--- 本文 ---

今年3月に限界研『東日本大震災後文学論』が刊行されました。
同書は、数年経った「震災後文学のいま」を多面的な視点から論じた内容になっています。
震災から6年が経過した今年。政府は「一定の節目を超えた」と発言し、首相記者会見を取りやめたことに対し、さまざまな意見がネット上をはじめとして出されていました。
一方、フィクションの方に目を向けてみると、去年は『シン・ゴジラ』や『君の名は。』など、震災を想起させる作品が多数生み出され、爆発的なヒットを記録しています。
今回の論集を編むにあたり、限界研では多様な震災後文学を読んでいきました。このことを通じて、一見すると変化の薄そうだった「震災後文学」も、共同討議を通してあまたの論点が挙げられ、大きく変化していることに気づかされたそうです。

--- 項目一覧 ---

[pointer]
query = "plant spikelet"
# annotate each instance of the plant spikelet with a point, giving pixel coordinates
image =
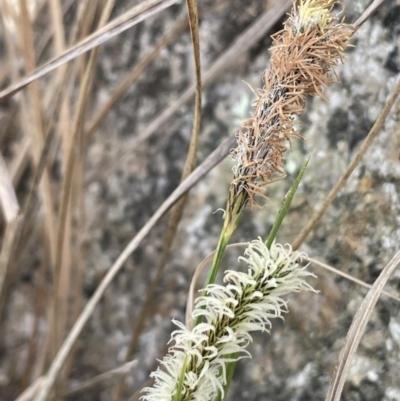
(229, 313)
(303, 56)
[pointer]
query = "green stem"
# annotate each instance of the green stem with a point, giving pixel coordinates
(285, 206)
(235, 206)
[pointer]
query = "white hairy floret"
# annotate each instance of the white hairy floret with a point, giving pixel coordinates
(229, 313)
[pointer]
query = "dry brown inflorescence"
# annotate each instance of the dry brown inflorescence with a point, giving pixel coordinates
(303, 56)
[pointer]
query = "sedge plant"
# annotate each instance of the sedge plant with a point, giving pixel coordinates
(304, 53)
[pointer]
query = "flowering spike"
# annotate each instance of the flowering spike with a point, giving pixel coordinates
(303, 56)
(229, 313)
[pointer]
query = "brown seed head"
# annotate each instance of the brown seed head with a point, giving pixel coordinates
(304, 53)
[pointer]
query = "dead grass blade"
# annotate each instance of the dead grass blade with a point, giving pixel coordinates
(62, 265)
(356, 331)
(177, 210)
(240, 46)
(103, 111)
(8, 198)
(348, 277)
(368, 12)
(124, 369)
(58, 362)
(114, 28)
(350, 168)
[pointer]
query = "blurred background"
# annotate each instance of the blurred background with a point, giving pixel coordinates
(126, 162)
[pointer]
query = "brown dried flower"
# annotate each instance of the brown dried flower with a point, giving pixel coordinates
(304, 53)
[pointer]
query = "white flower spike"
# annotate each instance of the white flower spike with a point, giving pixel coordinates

---

• _設問_
a. 『東日本大震災後文学論』の紹介文について、次の問いに答えてください。
(i) 限界研『東日本大震災後文学論』が刊行されたのはいつですか。
(ii) 政府が「一定の節目を超えた」と発言して取りやめたものは何ですか。
(iii) 去年、震災を想起させ爆発的なヒットを記録した作品として挙げられているのはどれですか。
b. 『東日本大震災後文学論』の紹介文を、最後の文の後から書き継いでください。

• _解答_
a.
(i) 今年3月
(ii) 首相記者会見
(iii) 『シン・ゴジラ』と『君の名は。』

b.
震災後文学で描かれる問題は、今現在も、現実のこの場で続いています。
では、震災と文学の関係は一体どのようなものなのでしょうか。
7月19日に行われた芥川賞選考会で選ばれた沼田真佑さんの「影裏」は、まさに震災後を題材とした作品でした。震災後、文学はどのように変わっていったのでしょうか。
限界研メンバーの批評家である藤田直哉さんは、現在『震災後文芸』ブロジェクトを行なっています。
クラウドファンディングで100万円以上の出資があった本企画は、『東日本大震災後文学論』での視座とともに、震災を経験した人の言葉を集めた文芸誌を制作する予定だそうです。イベントではこのことについても触れる予定です。
https://camp-fire.jp/projects/view/24404
本イベントは、『東日本大震災後文学論』刊行を記念して編著の杉田俊介さん、藤井義允さん、藤田直哉さんが登壇、ゲストとして『再起動(リブート)せよと雑誌はいう』などの著書がある文芸批評家の仲俣さんを迎え、「震災後文学のいま」を読み解いていきます。
【出演者プロフィール】
仲俣暁生(なかまた・あきお)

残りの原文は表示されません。